▶ _DATASET ROWS_:
^^^^^^^^

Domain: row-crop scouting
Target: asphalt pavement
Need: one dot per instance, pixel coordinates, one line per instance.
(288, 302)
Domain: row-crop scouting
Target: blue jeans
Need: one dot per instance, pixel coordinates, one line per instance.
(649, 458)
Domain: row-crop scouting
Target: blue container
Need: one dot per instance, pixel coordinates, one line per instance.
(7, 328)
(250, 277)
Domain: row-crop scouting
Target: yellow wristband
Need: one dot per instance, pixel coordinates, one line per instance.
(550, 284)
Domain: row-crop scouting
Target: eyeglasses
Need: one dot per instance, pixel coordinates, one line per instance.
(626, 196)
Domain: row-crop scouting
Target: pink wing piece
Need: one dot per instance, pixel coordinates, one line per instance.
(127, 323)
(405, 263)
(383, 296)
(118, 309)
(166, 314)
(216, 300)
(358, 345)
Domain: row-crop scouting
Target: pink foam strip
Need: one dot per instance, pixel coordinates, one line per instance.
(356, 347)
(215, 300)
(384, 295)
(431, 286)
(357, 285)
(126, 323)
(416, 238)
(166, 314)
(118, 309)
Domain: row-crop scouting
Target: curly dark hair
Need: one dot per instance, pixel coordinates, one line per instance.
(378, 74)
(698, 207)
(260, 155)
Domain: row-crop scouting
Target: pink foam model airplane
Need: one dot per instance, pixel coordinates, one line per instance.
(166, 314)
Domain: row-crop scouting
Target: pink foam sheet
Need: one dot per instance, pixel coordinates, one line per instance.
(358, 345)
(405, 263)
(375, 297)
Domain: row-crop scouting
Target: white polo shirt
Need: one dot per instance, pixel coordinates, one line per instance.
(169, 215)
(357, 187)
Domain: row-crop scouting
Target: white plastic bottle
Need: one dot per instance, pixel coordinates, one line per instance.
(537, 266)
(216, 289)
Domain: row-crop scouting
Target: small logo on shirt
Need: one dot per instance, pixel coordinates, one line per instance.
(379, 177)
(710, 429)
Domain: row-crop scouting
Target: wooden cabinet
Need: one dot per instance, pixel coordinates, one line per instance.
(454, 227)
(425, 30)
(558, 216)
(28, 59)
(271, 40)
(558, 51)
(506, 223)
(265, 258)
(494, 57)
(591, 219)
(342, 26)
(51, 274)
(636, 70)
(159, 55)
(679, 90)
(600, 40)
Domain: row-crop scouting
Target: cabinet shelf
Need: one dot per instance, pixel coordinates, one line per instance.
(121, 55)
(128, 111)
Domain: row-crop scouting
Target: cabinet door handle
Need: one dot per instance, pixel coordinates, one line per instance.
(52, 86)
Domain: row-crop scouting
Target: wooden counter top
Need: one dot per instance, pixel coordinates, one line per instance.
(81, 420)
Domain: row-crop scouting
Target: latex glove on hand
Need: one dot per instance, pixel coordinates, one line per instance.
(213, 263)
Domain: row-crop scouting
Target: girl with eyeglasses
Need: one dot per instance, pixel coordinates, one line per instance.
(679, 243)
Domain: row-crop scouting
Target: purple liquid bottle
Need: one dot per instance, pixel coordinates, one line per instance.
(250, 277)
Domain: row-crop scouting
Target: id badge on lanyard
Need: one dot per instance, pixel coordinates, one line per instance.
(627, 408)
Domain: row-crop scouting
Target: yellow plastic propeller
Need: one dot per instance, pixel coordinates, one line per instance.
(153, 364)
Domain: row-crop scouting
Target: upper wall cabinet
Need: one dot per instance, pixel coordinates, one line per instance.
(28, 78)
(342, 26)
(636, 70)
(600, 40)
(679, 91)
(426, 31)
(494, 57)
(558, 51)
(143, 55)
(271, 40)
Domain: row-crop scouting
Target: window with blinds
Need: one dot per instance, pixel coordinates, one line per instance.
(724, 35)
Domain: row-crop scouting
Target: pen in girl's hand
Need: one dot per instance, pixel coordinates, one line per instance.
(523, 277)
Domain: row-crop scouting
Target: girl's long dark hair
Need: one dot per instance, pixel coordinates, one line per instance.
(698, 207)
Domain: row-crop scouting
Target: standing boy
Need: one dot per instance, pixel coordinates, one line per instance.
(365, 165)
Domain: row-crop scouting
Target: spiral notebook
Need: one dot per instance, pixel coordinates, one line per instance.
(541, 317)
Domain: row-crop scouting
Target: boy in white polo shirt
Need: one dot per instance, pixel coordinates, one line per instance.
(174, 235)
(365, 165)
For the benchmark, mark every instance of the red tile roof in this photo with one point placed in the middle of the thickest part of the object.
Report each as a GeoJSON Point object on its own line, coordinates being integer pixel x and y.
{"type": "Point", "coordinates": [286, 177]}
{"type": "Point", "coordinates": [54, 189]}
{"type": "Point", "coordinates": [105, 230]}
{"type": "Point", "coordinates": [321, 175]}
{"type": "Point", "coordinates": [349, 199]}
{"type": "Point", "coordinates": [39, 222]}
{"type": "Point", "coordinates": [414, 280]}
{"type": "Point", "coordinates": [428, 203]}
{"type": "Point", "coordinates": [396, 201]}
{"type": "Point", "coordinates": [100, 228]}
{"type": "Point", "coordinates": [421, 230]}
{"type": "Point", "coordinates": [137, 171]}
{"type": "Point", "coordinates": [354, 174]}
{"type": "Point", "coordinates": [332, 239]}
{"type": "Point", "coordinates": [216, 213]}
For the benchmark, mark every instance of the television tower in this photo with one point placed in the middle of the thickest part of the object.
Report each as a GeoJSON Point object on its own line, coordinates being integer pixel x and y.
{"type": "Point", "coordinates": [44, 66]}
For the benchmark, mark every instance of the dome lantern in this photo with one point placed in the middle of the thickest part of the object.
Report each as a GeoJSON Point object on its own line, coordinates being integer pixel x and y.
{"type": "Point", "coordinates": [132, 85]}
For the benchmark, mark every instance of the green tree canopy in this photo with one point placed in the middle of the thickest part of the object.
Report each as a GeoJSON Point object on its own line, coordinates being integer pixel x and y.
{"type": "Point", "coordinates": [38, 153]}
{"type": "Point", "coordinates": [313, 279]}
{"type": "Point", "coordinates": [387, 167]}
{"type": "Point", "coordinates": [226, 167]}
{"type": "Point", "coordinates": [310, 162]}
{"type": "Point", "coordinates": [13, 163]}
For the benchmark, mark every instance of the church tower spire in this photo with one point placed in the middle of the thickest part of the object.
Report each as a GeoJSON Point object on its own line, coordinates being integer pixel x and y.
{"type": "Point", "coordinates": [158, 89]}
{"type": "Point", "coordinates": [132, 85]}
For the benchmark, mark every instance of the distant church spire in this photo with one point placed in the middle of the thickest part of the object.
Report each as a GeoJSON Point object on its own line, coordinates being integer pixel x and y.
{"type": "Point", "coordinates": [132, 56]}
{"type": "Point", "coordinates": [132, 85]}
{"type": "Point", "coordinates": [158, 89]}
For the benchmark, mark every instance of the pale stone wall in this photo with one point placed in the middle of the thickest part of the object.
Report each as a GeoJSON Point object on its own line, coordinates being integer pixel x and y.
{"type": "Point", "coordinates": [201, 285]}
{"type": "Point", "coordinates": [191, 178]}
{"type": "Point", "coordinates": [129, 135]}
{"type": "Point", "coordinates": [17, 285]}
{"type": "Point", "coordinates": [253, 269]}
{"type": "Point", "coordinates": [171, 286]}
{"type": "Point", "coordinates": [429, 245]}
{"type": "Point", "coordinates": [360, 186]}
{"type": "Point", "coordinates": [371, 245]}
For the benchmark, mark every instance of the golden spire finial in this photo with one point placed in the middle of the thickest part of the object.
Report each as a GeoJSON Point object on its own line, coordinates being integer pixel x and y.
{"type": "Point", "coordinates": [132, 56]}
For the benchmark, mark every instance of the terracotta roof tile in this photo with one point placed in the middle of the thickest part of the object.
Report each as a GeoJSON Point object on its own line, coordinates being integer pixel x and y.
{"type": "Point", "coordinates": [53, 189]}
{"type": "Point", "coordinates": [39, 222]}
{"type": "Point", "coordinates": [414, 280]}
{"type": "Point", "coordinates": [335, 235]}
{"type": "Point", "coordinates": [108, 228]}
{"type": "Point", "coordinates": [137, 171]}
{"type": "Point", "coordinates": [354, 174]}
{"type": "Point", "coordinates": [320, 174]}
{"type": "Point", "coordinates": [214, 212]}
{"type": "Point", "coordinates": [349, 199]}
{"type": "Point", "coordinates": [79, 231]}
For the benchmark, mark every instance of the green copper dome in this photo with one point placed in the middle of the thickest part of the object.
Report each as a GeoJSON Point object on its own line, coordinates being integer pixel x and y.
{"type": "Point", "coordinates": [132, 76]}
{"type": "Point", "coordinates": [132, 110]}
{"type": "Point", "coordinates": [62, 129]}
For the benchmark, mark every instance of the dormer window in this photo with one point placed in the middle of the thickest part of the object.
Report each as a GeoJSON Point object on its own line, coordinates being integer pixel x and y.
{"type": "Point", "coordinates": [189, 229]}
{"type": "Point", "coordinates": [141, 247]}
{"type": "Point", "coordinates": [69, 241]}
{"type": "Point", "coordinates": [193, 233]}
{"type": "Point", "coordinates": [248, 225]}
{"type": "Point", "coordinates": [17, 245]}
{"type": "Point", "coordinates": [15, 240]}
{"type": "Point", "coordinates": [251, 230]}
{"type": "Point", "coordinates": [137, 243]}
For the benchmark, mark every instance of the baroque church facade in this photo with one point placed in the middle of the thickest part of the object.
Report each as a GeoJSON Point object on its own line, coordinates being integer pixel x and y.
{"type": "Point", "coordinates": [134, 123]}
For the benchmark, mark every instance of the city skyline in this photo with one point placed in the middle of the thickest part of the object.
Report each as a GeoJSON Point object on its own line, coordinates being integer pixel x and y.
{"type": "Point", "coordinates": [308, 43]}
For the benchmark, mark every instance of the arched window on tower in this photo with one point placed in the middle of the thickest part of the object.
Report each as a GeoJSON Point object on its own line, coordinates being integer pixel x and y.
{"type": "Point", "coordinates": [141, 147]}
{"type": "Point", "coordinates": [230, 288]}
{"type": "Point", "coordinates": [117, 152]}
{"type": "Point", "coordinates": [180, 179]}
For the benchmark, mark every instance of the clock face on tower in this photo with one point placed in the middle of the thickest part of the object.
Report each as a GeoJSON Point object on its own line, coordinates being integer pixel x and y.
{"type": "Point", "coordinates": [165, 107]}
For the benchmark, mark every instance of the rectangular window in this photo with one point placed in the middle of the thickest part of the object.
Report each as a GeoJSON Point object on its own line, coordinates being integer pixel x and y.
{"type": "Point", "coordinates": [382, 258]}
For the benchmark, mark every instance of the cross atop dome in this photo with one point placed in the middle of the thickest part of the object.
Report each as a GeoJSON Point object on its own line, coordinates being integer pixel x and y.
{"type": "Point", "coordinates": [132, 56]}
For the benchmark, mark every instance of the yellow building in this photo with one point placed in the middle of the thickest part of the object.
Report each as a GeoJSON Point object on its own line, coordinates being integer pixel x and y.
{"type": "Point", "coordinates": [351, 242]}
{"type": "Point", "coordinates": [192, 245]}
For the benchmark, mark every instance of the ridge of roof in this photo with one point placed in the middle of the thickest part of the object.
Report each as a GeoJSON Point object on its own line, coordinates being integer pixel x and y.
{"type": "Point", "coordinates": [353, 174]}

^^^^^^^^

▶ _WORK REQUIRED_:
Starting at the line that contains "For the benchmark, mark every instance of the cross", copy each line exactly through the end of the listing above. Include that first line and the last one, and add nothing.

▶ _TASK OUTPUT_:
For the benchmark, mark every instance of the cross atop dome in this photo with one point placed in the middle of the thickest part of the object.
Report each as a GeoJSON Point object on its own line, coordinates being integer pixel x and y.
{"type": "Point", "coordinates": [132, 56]}
For the benchmark, mark every instance of the yellow building in this photo with one point placed in the middle of the thickest part of the object.
Report each as a GeoJSON Point object on its own line, coordinates being integer pixel x and y.
{"type": "Point", "coordinates": [351, 242]}
{"type": "Point", "coordinates": [192, 245]}
For the benchmark, mark every instance of the ridge of roof in this photo with one point placed in the middle of the thickest part of the object.
Report each as a GeoJSON Point object on its own line, coordinates being integer pixel x and y.
{"type": "Point", "coordinates": [353, 174]}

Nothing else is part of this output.